--- START DATASET RECORDS ---

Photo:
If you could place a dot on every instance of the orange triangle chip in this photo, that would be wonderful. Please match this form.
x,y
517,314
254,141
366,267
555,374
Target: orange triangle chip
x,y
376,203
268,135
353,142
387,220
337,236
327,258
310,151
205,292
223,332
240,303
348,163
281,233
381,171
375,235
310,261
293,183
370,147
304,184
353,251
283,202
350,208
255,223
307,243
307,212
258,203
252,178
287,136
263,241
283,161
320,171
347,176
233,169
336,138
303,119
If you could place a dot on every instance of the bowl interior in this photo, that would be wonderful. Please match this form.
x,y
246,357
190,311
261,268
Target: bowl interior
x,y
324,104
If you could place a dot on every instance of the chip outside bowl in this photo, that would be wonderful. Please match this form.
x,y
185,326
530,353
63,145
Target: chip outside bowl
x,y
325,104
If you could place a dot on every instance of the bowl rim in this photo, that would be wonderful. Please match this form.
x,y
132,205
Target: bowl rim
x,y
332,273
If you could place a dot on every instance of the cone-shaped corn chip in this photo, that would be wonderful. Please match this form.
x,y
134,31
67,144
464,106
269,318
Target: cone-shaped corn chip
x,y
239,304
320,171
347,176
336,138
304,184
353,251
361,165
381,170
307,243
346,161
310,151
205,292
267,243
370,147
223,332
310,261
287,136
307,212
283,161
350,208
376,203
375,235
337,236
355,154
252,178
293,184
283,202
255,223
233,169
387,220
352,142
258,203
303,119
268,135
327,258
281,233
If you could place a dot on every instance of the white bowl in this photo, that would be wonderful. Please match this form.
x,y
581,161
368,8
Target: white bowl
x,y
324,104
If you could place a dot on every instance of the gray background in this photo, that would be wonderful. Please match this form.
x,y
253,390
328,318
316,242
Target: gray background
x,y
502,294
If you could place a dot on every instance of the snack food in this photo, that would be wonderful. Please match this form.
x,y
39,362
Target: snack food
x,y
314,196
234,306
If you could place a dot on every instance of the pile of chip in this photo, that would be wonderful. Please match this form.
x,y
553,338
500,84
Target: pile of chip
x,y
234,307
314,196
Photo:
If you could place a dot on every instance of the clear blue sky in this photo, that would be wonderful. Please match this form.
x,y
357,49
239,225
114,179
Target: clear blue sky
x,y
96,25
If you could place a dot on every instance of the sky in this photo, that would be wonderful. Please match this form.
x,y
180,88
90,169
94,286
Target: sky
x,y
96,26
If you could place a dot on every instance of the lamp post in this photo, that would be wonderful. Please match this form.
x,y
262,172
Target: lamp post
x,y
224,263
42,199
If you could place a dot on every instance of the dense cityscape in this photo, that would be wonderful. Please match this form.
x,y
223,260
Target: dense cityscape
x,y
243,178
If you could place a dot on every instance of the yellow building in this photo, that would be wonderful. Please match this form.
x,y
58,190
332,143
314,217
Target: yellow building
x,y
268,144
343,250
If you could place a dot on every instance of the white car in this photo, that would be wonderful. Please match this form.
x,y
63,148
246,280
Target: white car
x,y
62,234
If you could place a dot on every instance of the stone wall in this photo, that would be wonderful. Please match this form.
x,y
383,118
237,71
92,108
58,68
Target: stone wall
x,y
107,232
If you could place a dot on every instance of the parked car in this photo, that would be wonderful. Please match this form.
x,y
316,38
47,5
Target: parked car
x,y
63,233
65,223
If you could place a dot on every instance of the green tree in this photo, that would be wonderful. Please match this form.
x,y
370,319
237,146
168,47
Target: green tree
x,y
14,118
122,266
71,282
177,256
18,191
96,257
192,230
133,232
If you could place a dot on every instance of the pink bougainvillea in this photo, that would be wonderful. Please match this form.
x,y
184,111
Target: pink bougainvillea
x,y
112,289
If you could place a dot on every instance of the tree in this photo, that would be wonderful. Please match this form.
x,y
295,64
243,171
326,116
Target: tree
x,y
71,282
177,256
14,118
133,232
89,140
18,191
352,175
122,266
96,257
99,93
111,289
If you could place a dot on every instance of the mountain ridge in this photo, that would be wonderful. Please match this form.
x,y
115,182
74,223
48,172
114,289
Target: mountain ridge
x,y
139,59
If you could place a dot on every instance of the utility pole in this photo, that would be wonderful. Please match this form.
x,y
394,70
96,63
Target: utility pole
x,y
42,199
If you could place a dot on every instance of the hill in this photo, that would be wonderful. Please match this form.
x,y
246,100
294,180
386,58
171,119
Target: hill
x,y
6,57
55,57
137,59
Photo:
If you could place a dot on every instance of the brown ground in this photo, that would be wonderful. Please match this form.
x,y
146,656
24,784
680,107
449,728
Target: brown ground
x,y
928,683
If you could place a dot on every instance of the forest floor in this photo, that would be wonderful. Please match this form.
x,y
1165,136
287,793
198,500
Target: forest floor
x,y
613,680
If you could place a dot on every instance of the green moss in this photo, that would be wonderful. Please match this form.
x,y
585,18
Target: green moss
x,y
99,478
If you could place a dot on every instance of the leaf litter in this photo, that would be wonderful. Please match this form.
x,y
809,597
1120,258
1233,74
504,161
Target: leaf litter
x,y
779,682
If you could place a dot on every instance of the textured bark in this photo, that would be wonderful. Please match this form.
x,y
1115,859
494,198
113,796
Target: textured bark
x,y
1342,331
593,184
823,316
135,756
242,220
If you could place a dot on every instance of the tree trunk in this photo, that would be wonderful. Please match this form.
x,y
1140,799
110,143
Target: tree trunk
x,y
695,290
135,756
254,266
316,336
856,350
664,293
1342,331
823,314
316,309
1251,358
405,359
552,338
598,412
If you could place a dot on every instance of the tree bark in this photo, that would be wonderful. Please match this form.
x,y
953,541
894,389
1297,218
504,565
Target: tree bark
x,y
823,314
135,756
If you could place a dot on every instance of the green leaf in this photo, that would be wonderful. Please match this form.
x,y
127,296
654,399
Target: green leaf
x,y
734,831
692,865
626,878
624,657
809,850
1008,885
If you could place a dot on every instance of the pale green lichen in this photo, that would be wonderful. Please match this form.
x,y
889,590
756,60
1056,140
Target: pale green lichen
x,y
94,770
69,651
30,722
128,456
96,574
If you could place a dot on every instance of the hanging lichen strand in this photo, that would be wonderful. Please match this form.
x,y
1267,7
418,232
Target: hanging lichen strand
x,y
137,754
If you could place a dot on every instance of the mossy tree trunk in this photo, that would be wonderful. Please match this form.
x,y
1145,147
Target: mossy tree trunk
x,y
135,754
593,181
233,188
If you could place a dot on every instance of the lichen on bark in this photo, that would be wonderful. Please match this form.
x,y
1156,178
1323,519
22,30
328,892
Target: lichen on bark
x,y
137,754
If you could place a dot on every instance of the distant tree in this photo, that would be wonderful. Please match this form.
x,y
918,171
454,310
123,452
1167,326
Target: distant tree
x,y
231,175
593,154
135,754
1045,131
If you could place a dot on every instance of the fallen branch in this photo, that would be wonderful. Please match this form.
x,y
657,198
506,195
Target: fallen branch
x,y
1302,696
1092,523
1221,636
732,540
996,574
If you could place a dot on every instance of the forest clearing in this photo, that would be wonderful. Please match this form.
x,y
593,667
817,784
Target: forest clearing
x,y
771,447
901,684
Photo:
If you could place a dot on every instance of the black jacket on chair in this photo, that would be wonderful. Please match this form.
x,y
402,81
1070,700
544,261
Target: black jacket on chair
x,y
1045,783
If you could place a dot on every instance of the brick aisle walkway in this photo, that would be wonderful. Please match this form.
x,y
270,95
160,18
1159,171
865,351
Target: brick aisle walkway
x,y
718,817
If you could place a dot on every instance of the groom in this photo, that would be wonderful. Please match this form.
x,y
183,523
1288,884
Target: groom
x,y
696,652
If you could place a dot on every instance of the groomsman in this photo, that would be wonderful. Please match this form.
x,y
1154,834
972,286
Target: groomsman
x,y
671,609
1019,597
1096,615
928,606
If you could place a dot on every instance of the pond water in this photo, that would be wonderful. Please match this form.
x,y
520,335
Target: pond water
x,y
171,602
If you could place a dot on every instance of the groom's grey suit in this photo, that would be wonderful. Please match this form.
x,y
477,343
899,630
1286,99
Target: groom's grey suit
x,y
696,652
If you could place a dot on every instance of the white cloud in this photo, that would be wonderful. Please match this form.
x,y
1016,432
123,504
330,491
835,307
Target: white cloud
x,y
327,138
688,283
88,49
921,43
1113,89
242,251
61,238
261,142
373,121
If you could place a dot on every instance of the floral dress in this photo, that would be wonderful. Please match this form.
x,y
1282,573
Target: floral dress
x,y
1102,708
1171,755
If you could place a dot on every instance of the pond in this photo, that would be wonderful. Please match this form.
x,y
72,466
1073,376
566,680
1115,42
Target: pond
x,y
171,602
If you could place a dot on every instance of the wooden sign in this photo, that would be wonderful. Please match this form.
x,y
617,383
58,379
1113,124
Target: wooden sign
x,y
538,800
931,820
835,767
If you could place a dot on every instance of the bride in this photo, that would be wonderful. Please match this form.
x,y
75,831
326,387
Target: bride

--- END DATASET RECORDS ---

DIRECTIONS FOR THIS TASK:
Repeat only the stretch of lines starting at the one containing "the pond in" and running to the final line of the entries above.

FULL OUTPUT:
If you could place a dot on every instance of the pond in this photo, that would be wonderful. Please match this form.
x,y
72,466
1073,376
566,680
1115,42
Target: pond
x,y
171,602
If you could place a dot on every instance of the wooden sign in this photo, that would be wonderful. Please match this form.
x,y
617,383
58,379
1113,124
Target: wooden sign
x,y
538,800
931,820
835,767
If you could place a dot on every instance of the bride in this photo, that would be wonderful. Please match this form.
x,y
75,831
326,387
Target: bride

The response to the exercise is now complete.